### Extrait du texte:
:::::
La plage des islamistes selon Kamel Daoud en 2016

Kamel Daoud

L'auteur de « Meursault, contre-enquête » a lu "En quête de l'Etranger" de l'universitaire américaine Alice Kaplan. L'occasion pour lui d'explorer les nouvelles cartes mentales de ces rivages devenus lieux de tragédies

PAR Kamel Daoud

 

La géographie a ses castings dans les médias et les imaginaires : ce fut le monde de l'île, sa possibilité, son extinction ou son mythe de la robinsonnade. Précédé par le «continent», à découvrir, dévorer ou coloniser, ou cartographier. Puis le pays des patriotismes, perdu, à défendre ou à rêver. Vint le tour, au bout du siècle, de la «plage» : lieu du meurtre, du corps, de la rencontre et, finalement, de la promenade du touriste et du terroriste. Meursault y inventa l'absurde, et l'islamisme y consacra le siècle malade du burkini. Faut-il condamner Meursault ? ou le burkini ? «La plage» chez les islamistes est un lieu mauvais car c'est le lieu du corps dont est dépossédé le Dieu. La rencontre scandaleuse de la chair et de la lumière. On y répond par ces brigades qui, en Algérie, ont tenté des campagnes pour «voiler» les baigneuses, les intimider en menant des prières près de leurs parasols ou en appelant les hommes à «prouver» qu'ils sont des hommes en voilant leurs femmes (slogan machiste lancé l'année dernière : « Sois un homme, voile ta femme ! »).
:::::
### Énoncé 1:
D'après l'extrait sur la plage, quel slogan a été lancé l'année dernière pour pousser les hommes à voiler leurs femmes ?
### Énoncé 2:
Dans la liste, recopie le passage qui va du tout début jusqu'à la ligne contenant « 737), (358, 729)]] » incluse, en renommant « jacket sleeve » en « coat sleeve » sans toucher au reste.
:::::
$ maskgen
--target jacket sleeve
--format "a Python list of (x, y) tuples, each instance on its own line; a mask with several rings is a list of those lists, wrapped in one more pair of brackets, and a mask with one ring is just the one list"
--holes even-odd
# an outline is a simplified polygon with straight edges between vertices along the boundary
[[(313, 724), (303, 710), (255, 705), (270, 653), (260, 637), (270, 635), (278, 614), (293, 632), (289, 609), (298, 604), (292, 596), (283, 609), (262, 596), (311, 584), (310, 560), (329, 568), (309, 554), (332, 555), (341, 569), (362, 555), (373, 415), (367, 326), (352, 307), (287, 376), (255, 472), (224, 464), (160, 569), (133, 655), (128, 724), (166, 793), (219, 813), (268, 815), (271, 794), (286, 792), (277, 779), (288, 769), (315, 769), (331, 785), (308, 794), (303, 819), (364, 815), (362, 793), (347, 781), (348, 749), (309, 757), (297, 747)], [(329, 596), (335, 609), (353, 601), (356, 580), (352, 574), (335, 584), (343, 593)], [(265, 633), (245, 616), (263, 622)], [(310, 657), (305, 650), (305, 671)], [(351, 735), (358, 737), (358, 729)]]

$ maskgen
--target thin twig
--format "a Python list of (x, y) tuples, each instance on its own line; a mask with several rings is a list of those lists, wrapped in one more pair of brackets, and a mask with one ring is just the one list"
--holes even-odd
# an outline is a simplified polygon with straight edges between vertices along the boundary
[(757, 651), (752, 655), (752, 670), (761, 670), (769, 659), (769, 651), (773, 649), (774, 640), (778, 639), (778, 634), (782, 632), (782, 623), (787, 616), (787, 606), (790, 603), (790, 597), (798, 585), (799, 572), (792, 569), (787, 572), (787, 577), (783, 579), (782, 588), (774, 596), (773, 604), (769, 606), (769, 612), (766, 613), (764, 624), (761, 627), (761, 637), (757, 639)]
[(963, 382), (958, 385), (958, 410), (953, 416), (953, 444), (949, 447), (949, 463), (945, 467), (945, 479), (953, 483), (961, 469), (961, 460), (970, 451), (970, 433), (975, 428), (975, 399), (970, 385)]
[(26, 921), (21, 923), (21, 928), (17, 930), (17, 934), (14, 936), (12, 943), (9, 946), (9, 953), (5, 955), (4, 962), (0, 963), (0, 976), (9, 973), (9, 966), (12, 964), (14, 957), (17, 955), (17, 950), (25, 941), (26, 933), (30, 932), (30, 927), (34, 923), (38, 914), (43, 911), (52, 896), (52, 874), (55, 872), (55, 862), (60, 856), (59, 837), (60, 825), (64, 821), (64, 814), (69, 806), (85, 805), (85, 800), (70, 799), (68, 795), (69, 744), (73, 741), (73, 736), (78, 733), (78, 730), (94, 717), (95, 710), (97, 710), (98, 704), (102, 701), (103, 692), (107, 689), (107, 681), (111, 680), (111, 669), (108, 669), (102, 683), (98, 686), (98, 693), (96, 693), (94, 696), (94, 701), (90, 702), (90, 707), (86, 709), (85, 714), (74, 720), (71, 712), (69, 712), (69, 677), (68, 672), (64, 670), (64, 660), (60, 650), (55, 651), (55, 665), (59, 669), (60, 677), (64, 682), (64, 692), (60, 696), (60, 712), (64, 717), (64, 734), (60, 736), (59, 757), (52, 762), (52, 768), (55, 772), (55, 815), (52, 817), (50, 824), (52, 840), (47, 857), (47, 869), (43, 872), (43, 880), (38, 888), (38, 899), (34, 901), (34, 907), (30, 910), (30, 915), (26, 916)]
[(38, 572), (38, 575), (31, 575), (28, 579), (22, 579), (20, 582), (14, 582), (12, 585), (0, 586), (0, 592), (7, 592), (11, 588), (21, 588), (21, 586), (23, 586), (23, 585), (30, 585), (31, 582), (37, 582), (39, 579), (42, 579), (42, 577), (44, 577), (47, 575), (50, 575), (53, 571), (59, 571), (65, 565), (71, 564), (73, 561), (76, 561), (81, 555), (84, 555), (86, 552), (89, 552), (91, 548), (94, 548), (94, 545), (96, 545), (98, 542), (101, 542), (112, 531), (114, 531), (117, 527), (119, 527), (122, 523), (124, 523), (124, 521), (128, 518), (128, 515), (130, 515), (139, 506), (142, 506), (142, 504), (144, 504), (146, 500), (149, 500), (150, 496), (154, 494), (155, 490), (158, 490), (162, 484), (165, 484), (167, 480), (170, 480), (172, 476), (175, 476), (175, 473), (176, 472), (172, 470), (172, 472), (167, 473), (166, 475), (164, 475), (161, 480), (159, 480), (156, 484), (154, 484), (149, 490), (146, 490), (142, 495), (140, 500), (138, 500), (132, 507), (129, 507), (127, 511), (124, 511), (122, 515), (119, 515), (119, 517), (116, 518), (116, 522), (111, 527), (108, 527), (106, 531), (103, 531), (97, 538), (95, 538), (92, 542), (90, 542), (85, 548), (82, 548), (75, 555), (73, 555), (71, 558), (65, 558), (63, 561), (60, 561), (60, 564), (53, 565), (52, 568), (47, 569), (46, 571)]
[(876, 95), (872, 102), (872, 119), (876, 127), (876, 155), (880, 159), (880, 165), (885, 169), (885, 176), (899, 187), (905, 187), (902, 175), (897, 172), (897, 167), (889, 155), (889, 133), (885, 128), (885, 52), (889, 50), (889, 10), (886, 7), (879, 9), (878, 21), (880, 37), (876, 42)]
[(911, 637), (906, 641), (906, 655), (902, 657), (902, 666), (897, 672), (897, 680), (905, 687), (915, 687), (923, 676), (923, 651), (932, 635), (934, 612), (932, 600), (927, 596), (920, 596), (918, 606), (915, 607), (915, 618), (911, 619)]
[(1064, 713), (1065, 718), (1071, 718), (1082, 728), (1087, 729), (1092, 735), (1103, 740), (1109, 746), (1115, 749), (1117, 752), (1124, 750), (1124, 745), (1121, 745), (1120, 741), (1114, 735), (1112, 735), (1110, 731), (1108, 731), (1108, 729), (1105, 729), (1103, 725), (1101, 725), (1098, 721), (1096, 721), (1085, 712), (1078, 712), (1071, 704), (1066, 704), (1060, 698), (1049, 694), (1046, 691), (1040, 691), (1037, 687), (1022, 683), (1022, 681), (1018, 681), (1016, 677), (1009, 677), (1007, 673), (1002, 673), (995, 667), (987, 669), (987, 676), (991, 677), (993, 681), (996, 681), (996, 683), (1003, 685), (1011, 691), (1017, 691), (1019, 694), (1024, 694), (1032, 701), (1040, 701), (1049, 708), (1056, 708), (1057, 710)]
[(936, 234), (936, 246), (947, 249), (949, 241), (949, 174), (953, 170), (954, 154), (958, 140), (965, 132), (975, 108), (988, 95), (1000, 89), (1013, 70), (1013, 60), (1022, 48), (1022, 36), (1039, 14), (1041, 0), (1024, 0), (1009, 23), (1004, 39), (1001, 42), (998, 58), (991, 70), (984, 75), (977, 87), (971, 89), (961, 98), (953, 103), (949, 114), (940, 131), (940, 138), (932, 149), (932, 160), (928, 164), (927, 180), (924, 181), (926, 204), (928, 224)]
:::::
### Réponse complète 1:
« Sois un homme, voile ta femme ! »

### Réponse complète 2:
$ maskgen
--target coat sleeve
--format "a Python list of (x, y) tuples, each instance on its own line; a mask with several rings is a list of those lists, wrapped in one more pair of brackets, and a mask with one ring is just the one list"
--holes even-odd
# an outline is a simplified polygon with straight edges between vertices along the boundary
[[(313, 724), (303, 710), (255, 705), (270, 653), (260, 637), (270, 635), (278, 614), (293, 632), (289, 609), (298, 604), (292, 596), (283, 609), (262, 596), (311, 584), (310, 560), (329, 568), (309, 554), (332, 555), (341, 569), (362, 555), (373, 415), (367, 326), (352, 307), (287, 376), (255, 472), (224, 464), (160, 569), (133, 655), (128, 724), (166, 793), (219, 813), (268, 815), (271, 794), (286, 792), (277, 779), (288, 769), (315, 769), (331, 785), (308, 794), (303, 819), (364, 815), (362, 793), (347, 781), (348, 749), (309, 757), (297, 747)], [(329, 596), (335, 609), (353, 601), (356, 580), (352, 574), (335, 584), (343, 593)], [(265, 633), (245, 616), (263, 622)], [(310, 657), (305, 650), (305, 671)], [(351, 735), (358, 737), (358, 729)]]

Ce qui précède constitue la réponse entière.